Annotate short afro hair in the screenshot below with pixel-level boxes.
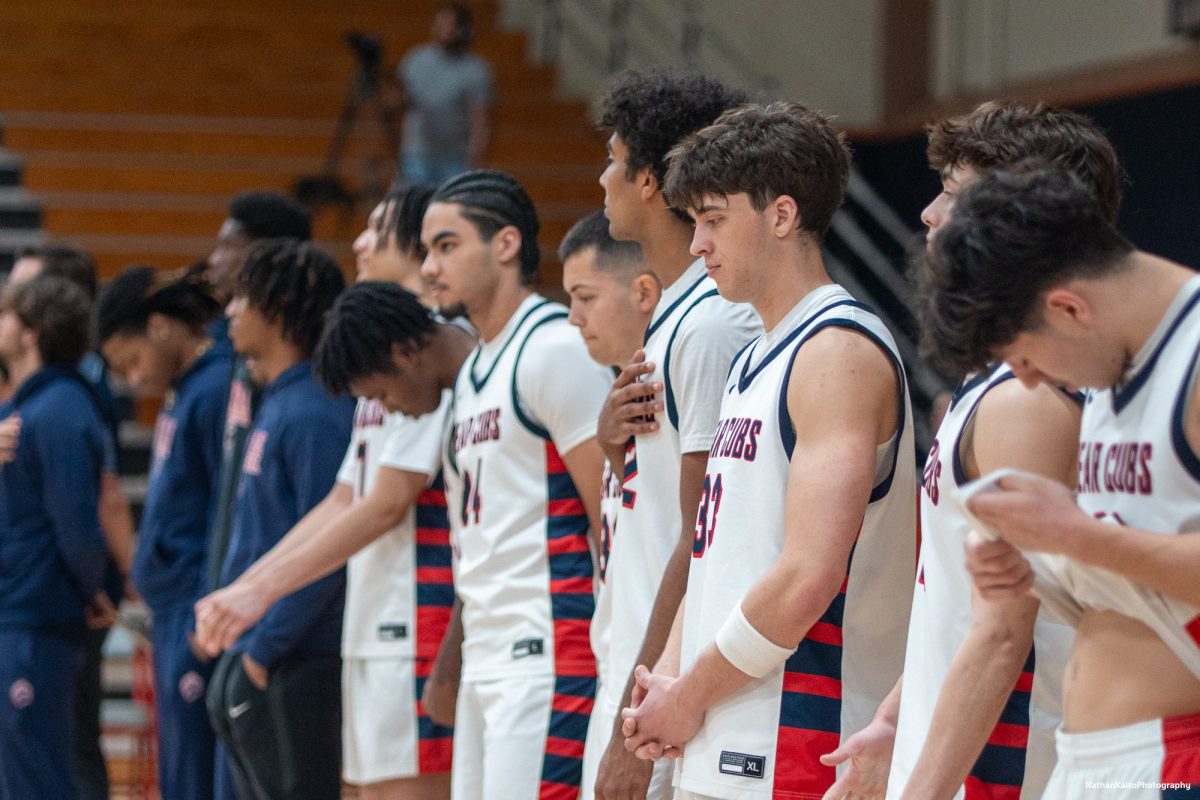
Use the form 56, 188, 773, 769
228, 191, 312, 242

####################

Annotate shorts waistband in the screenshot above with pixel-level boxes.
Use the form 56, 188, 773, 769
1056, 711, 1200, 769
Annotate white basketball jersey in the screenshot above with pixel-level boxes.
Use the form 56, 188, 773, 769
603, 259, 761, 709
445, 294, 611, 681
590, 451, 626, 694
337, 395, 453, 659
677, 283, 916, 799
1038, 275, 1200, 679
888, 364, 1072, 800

####################

Work order: If a line in the records holds the string "above", copy it.

Final answer:
Annotate shorts waistband in the screenshot above with pixel-level boxes.
Annotate white basketball jersey in the screenshot above with pixel-level boxes.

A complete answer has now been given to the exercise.